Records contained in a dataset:
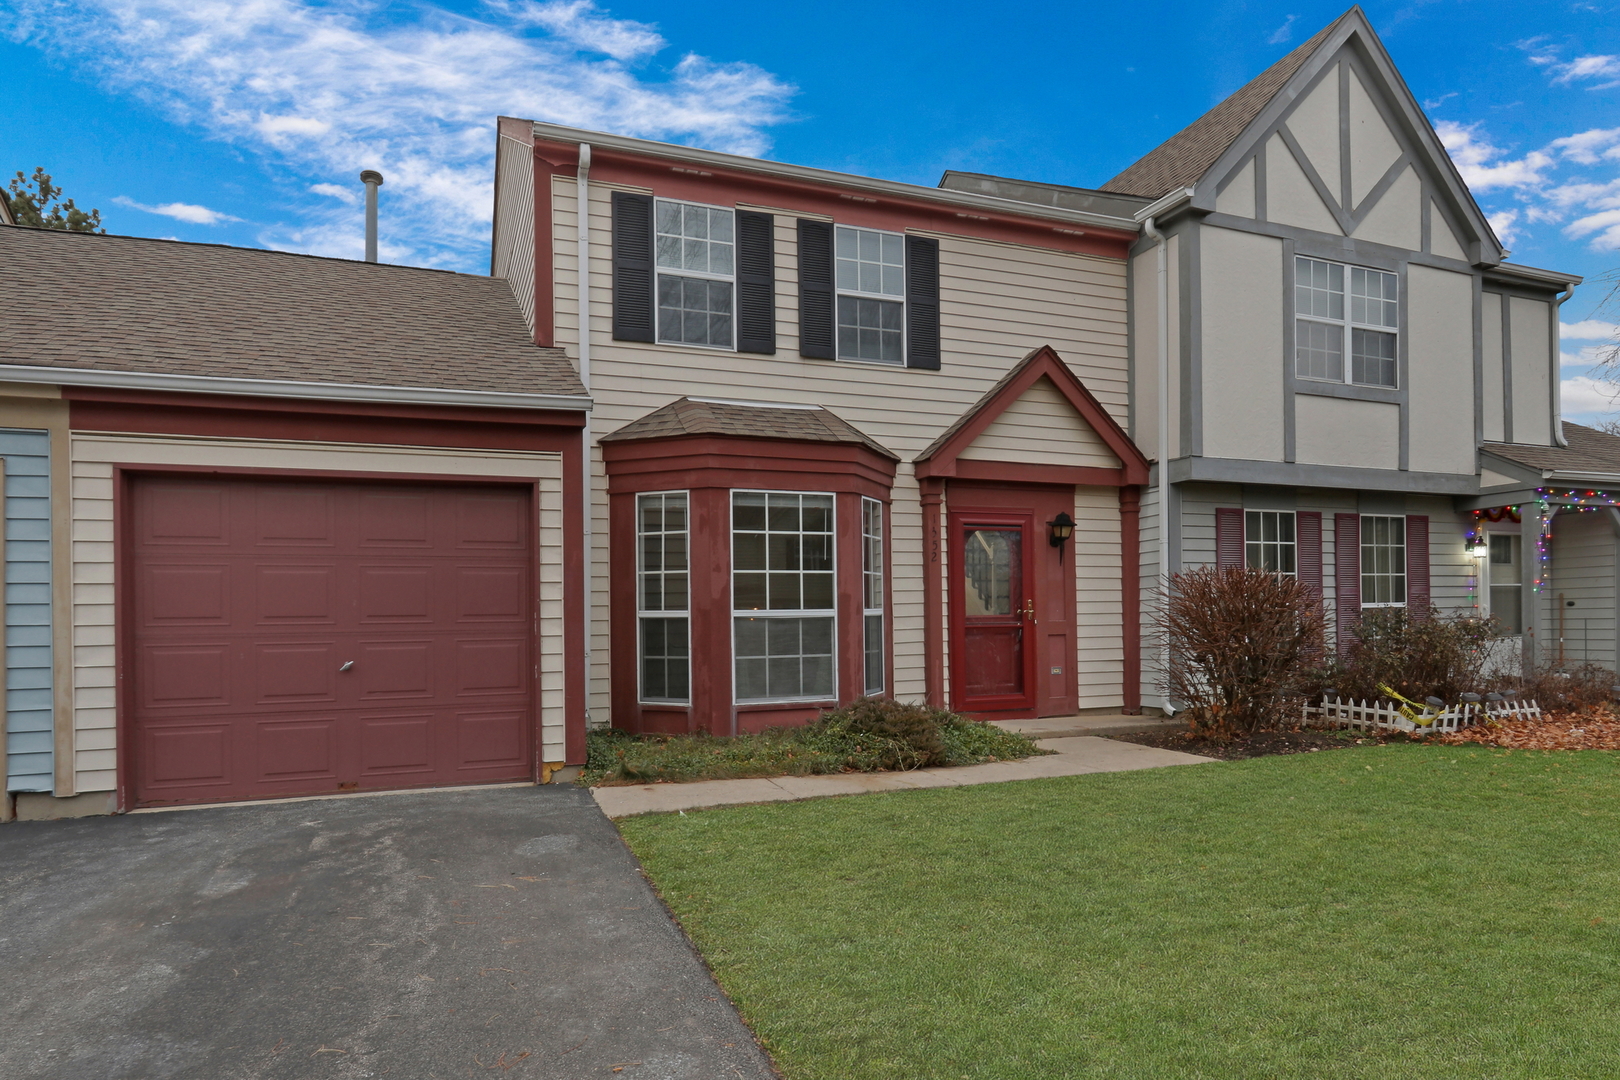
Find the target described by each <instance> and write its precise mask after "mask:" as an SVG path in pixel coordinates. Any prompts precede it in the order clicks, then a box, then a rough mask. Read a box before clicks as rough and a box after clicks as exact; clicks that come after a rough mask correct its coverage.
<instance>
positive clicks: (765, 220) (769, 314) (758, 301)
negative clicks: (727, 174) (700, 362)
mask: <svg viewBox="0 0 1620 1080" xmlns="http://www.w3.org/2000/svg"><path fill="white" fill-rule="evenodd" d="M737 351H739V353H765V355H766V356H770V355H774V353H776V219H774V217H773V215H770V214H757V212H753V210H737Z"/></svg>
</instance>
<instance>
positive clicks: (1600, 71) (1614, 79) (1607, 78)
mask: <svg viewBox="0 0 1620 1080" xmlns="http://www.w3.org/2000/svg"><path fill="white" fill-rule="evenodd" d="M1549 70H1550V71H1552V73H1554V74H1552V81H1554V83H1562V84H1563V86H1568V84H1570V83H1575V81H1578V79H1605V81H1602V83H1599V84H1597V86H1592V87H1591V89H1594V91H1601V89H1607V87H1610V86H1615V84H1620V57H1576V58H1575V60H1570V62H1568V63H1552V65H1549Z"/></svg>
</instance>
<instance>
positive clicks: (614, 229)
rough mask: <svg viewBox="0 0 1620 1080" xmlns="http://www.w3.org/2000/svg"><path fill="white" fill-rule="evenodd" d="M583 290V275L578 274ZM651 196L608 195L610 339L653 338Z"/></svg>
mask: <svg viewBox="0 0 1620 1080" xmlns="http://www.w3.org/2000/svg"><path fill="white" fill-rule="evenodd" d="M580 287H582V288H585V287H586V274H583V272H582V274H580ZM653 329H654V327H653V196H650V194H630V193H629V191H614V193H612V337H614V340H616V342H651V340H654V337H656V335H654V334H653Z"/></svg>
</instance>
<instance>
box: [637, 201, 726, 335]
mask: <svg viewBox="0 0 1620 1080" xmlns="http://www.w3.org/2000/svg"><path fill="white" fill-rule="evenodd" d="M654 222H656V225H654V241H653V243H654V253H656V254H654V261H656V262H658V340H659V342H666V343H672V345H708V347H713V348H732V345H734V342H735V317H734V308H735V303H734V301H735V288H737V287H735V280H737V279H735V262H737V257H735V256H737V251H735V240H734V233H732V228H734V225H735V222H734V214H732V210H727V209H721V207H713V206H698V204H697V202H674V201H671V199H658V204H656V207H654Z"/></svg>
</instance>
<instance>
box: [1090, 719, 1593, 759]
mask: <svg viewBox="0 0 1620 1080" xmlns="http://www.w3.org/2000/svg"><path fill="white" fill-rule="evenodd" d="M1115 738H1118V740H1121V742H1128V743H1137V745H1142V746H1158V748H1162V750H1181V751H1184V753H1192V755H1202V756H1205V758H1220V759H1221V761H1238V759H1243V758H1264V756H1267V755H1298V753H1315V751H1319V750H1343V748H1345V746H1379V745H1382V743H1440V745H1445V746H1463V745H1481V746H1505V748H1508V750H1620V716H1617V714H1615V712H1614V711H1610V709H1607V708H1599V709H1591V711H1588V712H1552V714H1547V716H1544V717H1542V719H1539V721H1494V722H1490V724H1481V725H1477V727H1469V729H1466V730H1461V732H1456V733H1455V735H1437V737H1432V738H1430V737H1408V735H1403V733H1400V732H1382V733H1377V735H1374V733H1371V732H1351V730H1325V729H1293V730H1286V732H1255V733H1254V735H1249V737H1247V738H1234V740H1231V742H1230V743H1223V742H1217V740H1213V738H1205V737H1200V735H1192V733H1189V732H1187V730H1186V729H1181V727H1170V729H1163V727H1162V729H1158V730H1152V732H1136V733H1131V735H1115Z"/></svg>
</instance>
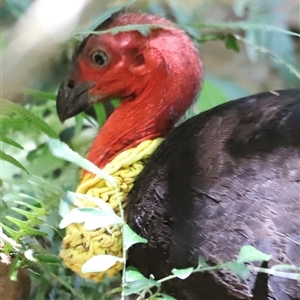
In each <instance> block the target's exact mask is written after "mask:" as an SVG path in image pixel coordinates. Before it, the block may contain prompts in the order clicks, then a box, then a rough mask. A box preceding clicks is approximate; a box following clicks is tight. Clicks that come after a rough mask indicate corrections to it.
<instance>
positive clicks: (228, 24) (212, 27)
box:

...

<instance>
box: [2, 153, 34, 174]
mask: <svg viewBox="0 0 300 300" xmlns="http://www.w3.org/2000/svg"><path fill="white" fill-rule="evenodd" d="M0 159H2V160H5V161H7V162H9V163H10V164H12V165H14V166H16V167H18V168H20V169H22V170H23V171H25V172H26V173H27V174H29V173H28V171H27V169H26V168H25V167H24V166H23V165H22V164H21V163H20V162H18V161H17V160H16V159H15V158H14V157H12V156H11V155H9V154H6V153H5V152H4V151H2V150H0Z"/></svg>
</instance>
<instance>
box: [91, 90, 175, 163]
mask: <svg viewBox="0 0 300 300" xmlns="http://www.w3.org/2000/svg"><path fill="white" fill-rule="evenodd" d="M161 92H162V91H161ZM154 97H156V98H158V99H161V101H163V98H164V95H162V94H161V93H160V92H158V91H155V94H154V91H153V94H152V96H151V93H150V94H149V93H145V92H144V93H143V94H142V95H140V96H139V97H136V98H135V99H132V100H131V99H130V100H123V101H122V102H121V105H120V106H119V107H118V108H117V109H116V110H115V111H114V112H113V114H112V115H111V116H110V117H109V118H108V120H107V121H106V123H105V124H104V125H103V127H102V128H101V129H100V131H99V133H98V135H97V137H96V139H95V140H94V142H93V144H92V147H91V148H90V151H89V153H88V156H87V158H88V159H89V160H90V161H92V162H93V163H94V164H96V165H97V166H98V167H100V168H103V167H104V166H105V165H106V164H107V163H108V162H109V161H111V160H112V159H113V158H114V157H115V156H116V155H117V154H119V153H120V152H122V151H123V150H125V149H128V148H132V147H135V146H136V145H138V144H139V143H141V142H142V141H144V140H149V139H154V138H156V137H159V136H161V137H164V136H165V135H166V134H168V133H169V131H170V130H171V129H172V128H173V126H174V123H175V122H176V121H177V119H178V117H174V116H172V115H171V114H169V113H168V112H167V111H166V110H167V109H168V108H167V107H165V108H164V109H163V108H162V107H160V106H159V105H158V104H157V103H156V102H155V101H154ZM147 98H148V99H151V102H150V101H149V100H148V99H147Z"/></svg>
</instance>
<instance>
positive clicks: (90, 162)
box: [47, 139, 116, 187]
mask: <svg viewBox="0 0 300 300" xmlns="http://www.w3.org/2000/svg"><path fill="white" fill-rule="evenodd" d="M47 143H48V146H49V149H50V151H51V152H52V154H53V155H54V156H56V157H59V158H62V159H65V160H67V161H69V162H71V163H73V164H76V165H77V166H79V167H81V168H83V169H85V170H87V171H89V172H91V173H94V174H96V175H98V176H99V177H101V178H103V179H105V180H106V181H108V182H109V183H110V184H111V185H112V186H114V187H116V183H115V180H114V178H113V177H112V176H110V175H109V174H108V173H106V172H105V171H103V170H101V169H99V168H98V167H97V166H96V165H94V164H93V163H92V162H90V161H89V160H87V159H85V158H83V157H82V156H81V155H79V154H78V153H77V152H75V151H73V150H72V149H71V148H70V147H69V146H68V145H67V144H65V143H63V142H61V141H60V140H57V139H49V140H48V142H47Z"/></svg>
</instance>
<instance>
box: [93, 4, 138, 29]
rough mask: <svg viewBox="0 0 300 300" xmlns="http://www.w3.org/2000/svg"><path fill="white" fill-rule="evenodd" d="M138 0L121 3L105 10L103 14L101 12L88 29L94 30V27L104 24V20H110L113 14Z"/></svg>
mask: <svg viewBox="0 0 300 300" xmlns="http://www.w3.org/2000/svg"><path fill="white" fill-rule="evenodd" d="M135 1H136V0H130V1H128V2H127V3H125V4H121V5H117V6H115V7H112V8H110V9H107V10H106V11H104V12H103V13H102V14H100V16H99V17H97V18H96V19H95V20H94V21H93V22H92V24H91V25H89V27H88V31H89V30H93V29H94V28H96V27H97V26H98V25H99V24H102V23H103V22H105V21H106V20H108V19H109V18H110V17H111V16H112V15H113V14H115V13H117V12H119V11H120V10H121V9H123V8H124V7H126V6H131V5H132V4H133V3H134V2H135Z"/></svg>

**PROBLEM REQUIREMENTS:**
Return every line of the data above in which "exact" appears.

**ANSWER FOR THIS EXERCISE:**
Find the target described by each <instance> and write its precise mask after "mask:" as an SVG path in pixel coordinates. Any prompts precede it in the order clicks, then a box, then a rough mask. Read a box before clicks as rough and a box after clicks as exact; clicks that come after a rough mask correct its coverage.
In each <instance> block the target's exact mask is written after "mask:" as an SVG path in image pixel coordinates. Before it, the block may contain prompts in the order clicks, then a box, then a rough mask. A box preceding clicks is approximate; a box following clicks is tight. Clicks that come after a rough mask indicate corrections to it.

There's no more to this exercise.